* YOUR TASK
When you repeat the entries below, please keep them exact and leave out the pictures.

Entries taken from a collection
──────────

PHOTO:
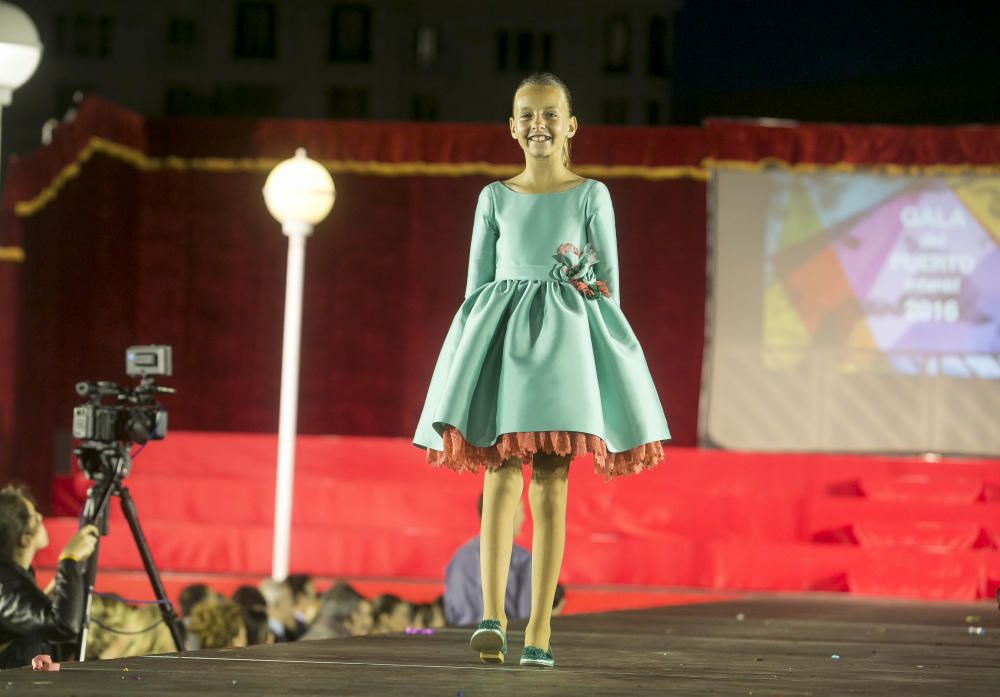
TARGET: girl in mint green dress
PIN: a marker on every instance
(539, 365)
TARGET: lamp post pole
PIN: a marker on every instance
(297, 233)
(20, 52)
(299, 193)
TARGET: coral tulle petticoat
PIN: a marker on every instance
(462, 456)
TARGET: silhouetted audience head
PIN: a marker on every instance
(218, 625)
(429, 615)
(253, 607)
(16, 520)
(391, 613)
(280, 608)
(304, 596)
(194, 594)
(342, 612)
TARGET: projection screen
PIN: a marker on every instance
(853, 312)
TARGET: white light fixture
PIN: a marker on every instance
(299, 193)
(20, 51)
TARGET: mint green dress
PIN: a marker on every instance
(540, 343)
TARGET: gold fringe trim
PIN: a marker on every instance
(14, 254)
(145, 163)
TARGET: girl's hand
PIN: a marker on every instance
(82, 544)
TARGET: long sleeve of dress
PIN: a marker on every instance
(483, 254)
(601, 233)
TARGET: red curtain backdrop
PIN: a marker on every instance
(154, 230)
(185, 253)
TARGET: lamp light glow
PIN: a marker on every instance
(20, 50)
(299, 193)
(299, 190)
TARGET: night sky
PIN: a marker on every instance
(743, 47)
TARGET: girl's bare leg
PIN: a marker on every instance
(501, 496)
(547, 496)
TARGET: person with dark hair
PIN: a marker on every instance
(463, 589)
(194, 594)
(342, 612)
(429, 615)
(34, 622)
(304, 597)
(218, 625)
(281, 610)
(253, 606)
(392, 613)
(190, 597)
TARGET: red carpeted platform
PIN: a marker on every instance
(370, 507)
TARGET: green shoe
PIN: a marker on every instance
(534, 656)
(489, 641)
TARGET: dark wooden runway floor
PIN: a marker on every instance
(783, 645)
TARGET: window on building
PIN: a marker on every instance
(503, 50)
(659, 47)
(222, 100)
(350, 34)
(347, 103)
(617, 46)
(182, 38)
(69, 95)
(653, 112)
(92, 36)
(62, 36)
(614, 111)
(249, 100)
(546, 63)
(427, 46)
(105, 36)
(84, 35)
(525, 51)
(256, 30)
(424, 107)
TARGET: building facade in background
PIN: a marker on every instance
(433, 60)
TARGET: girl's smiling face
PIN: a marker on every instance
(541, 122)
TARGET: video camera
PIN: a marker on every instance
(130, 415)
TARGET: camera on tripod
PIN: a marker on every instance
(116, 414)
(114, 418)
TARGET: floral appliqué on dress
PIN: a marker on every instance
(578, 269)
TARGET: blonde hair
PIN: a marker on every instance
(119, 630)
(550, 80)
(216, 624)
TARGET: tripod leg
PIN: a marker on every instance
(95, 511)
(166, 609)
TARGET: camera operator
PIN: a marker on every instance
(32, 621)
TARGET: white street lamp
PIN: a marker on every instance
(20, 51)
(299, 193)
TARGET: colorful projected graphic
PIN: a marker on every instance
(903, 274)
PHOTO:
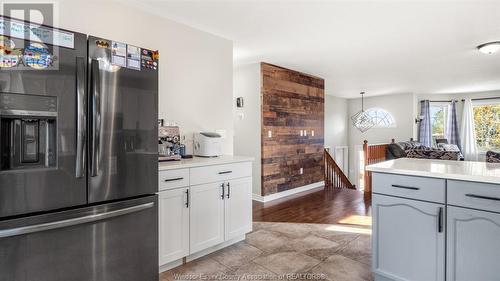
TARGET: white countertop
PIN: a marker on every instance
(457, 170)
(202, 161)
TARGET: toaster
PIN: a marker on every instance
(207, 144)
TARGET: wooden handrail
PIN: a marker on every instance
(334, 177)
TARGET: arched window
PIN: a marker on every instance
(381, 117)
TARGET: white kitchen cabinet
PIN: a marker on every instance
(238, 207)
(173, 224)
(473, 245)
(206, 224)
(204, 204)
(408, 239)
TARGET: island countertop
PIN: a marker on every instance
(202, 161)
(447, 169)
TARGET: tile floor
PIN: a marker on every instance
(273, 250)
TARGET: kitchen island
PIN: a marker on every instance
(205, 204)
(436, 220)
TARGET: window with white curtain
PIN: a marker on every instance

──────────

* YOUR RESPONSE
PHOTO:
TARGET: girl in mint green dress
PIN: a marker on every instance
(539, 365)
TARGET: lamp post pole
PIN: a marker on every instance
(297, 233)
(20, 52)
(299, 193)
TARGET: coral tulle petticoat
PIN: a marker on every instance
(462, 456)
TARGET: silhouetted audience head
PIN: a marker on every instance
(218, 625)
(429, 615)
(253, 607)
(16, 520)
(391, 613)
(280, 608)
(304, 596)
(194, 594)
(342, 612)
TARGET: projection screen
PIN: a marker on every instance
(853, 312)
TARGET: white light fixture
PIN: a marker on every instance
(299, 193)
(20, 51)
TARGET: mint green dress
PIN: a marker on every instance
(540, 343)
TARGET: gold fringe trim
PIN: a marker on every instance
(14, 254)
(145, 163)
TARGET: girl's hand
PIN: a marker on every instance
(82, 544)
TARGET: long sleeve of dress
PIN: a marker on every instance
(483, 254)
(601, 233)
TARGET: red curtain backdrop
PIN: a marker on every instance
(154, 230)
(185, 253)
TARGET: lamp light glow
PIN: a marker on every instance
(20, 50)
(299, 193)
(299, 190)
TARGET: night sky
PIN: a marker on every instance
(743, 47)
TARGET: girl's bare leg
PIN: a marker on every instance
(501, 496)
(547, 496)
TARGET: person with dark hair
PIN: a marker on every instance
(463, 589)
(194, 594)
(342, 612)
(429, 615)
(34, 622)
(304, 597)
(218, 625)
(281, 610)
(253, 606)
(392, 613)
(190, 597)
TARGET: red carpeted platform
PIN: a marker on every instance
(370, 507)
TARGET: green shoe
PIN: a marker on every instance
(534, 656)
(489, 641)
TARGET: dark wooden runway floor
PIN: a marker on every instance
(783, 645)
TARGET: window on building
PIN: a marker on every instance
(503, 50)
(659, 47)
(222, 100)
(350, 34)
(347, 103)
(617, 46)
(182, 38)
(69, 95)
(653, 112)
(92, 36)
(62, 36)
(614, 111)
(249, 100)
(546, 63)
(427, 46)
(105, 36)
(84, 35)
(525, 51)
(256, 30)
(424, 107)
TARGET: building facade in background
PIN: a marker on every instance
(433, 60)
TARGET: girl's smiling face
PIN: a marker on every instance
(541, 122)
TARGET: video camera
PIN: a marker on every instance
(130, 415)
TARGET: camera on tripod
PIN: a marker on every instance
(116, 414)
(114, 418)
TARGET: floral appliqué on dress
PIN: a marker on every instance
(578, 269)
TARGET: blonde hair
PIN: a marker on every instance
(119, 630)
(550, 80)
(216, 624)
TARGET: tripod leg
PIN: a marker on every instance
(95, 511)
(166, 609)
TARGET: camera operator
PIN: a marker on every instance
(32, 621)
TARGET: white street lamp
PIN: a marker on every instance
(20, 51)
(299, 193)
TARGET: colorful projected graphic
PIN: a marker on every instance
(903, 274)
PHOTO:
TARGET: white countertop
PIN: a marker on every instance
(457, 170)
(202, 161)
TARGET: toaster
PIN: a marker on every instance
(207, 144)
TARGET: wooden handrail
PIN: a marker on every instance
(334, 177)
TARGET: arched window
PIN: a marker on every instance
(381, 117)
TARGET: white kitchen cabinet
PIN: a marker on every instance
(238, 207)
(173, 224)
(473, 245)
(206, 224)
(204, 204)
(408, 239)
TARGET: island countertop
PIN: a marker on every instance
(202, 161)
(447, 169)
TARGET: tile floor
PIN: a marker on every instance
(273, 250)
TARGET: kitchen island
PIN: a marker on every instance
(205, 204)
(436, 220)
TARGET: window with white curtain
PIN: a marker on every instance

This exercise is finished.